— What you need to do —
Copy out every one of the items below word for word, leaving each line unchanged.

— Material provided —
************

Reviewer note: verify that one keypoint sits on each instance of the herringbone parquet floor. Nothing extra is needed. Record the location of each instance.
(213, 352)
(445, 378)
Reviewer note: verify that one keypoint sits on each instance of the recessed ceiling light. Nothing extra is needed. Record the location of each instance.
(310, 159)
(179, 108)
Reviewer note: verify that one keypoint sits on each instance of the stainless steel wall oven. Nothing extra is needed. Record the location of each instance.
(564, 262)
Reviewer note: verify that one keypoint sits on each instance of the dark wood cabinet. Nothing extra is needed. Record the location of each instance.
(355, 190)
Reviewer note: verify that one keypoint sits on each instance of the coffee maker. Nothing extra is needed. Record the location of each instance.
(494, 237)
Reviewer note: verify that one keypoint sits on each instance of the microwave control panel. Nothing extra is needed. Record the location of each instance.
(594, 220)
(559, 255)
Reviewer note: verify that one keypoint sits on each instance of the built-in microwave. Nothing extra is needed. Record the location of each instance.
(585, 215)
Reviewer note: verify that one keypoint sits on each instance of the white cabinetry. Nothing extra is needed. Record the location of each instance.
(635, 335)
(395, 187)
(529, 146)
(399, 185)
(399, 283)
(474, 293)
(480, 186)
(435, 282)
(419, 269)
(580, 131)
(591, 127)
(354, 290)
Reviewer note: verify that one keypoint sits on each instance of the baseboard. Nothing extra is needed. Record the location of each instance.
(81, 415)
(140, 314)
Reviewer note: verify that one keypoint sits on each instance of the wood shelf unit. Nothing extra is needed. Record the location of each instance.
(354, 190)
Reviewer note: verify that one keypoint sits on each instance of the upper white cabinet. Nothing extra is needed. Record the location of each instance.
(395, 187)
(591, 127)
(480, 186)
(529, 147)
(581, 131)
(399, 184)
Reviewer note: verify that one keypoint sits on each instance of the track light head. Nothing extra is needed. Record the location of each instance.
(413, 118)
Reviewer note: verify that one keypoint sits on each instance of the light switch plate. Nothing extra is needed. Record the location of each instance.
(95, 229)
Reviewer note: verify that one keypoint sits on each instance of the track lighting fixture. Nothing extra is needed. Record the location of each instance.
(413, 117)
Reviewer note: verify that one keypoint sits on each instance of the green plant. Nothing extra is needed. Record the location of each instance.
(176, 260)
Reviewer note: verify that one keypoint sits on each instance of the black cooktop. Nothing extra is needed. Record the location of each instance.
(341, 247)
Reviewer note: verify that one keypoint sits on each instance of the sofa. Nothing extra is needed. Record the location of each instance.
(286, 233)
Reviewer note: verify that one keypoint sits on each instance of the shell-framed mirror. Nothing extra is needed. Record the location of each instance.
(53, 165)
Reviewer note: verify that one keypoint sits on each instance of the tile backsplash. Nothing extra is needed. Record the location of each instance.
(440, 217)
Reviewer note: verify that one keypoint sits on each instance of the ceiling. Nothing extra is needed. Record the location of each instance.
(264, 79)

************

— Result —
Reviewer note: verify that one keypoint sits on each instance of the herringbone parquet floor. Nothing extra is needed. Record the location of each instance.
(213, 352)
(445, 378)
Reviewer note: verify that one keypoint sits on each instance of the recessed ceiling light. Nothing extra is needed. Record the location of each instance.
(310, 159)
(179, 108)
Reviewer note: verify that one keypoint sits on each instance of the stainless steel wall oven. Nothing extra is needed. Record the location of each instance.
(564, 262)
Reviewer note: verify that one keypoint sits on each instance of the dark wood cabinet. Nothing extra is needed. Record the location of each instance.
(355, 190)
Reviewer note: verify that one keypoint sits on each instance of the coffee maker. Nothing extra is needed. Record the location of each instance.
(494, 237)
Reviewer note: verify that one keypoint sits on each instance of the microwave control panel. Nothing extra is needed. Record the location of each instance.
(594, 220)
(559, 255)
Reviewer note: verify that one keypoint sits on each instance of the built-in microwave. Nothing extra is needed. Record the location of each instance.
(585, 215)
Reviewer note: verify that one keypoint sits on each instance of the white cabinetry. Nothing extra is needed. Record the location of each instance.
(635, 335)
(395, 187)
(529, 146)
(399, 185)
(399, 283)
(474, 293)
(480, 186)
(435, 282)
(419, 269)
(580, 131)
(591, 127)
(354, 290)
Reviewer note: verify that one keypoint sits on each instance of the baseboard. Nothing extra is needed. Record the location of each instance.
(81, 415)
(140, 314)
Reviewer note: verify that one keypoint sits on each instance of the wood shelf unit. Nothing extra is needed. Record the location of each instance.
(354, 190)
Reviewer note: verify that one keypoint sits on each instance of the upper white cabinet. Nothing extra is needed. Record the location of each instance.
(395, 187)
(591, 127)
(480, 186)
(529, 147)
(581, 131)
(399, 184)
Reviewer note: verify that one keypoint sits on each instance of the track light head. Nothing extra is needed. Record the location of each instance.
(413, 118)
Reviewer note: verify that one keypoint sits on each instance of the light switch plate. Nothing extra is needed. Record the location of each instance.
(95, 229)
Reviewer note: verify that one keypoint sits on each instance of the track lighting fixture. Nothing extra is needed. Record the location of each instance.
(413, 117)
Reviewer note: verify that one keypoint sits on each instance of the green plant. Nothing extra is needed. Record the location of each instance.
(176, 260)
Reviewer note: verify that one keypoint sits on each instance of the black cooktop. Nothing extra is needed. Record the location of each instance.
(341, 247)
Reviewer note: verify that one keypoint sits on each instance of the sofa. Nothing extra is needed. Record the location of each instance.
(286, 233)
Reviewer note: verify that one keypoint sits on each instance of the shell-framed mirror. Nothing extra is needed. Record the location of each instance.
(53, 165)
Reviewer note: verify that one keypoint sits on each instance of the tile backsplash. Nothing extra is needed. Record the location of each instance.
(440, 217)
Reviewer note: verify that one keypoint sits on each instance of the ceiling. Nothing extra is needed. Record the location of each instance.
(264, 79)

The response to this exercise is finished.